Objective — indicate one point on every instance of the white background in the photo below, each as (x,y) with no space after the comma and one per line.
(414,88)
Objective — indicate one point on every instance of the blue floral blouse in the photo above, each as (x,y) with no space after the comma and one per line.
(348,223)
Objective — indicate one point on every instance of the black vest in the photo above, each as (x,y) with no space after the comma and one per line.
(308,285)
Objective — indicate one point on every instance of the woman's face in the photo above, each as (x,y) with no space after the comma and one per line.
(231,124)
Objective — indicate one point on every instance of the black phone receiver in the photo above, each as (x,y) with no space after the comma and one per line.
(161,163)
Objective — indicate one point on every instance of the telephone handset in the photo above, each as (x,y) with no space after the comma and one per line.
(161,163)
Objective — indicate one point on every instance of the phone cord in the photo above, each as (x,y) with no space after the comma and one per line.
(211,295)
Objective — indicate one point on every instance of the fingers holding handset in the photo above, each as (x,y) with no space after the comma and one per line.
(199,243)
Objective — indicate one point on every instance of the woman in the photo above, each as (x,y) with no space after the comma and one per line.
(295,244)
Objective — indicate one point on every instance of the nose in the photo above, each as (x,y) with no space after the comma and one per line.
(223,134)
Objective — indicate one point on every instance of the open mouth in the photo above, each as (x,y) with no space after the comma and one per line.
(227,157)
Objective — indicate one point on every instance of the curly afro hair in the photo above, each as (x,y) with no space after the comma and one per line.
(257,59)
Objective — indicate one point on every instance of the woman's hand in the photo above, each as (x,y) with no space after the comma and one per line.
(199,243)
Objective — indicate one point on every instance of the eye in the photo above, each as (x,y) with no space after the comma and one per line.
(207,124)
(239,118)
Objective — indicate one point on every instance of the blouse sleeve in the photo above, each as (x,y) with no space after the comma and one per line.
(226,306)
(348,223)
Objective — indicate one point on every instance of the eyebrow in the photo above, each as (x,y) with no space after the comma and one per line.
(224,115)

AIM: Reproduce every line of the entries from the one containing "Objective — indicate one point on every instance of the curly" through the final line, requests included, shifting each point coordinate by -21 and leaving all other text unchanged.

EXERCISE RESPONSE:
Objective — indicate one point on every instance of the curly afro hair in the photo above, each as (x,y) with no space after the comma and one per line.
(236,38)
Objective — indicate one point on every instance of the woman's hand in the photo above, each as (x,y) with no space after the comma and one per line.
(178,222)
Objective — indicate one point on every instance of the eye in the photo above, each as (x,y) with no space after the comma and one per line.
(186,103)
(218,97)
Objective — indicate one point on every instance of the blouse sleeve in the photo above, each as (x,y) with no space after the comma and one per line.
(205,285)
(327,202)
Objective — indicate one point on every instance of the eyebrow in the photo above, each as (x,y) with no space after the comma and one per line.
(203,94)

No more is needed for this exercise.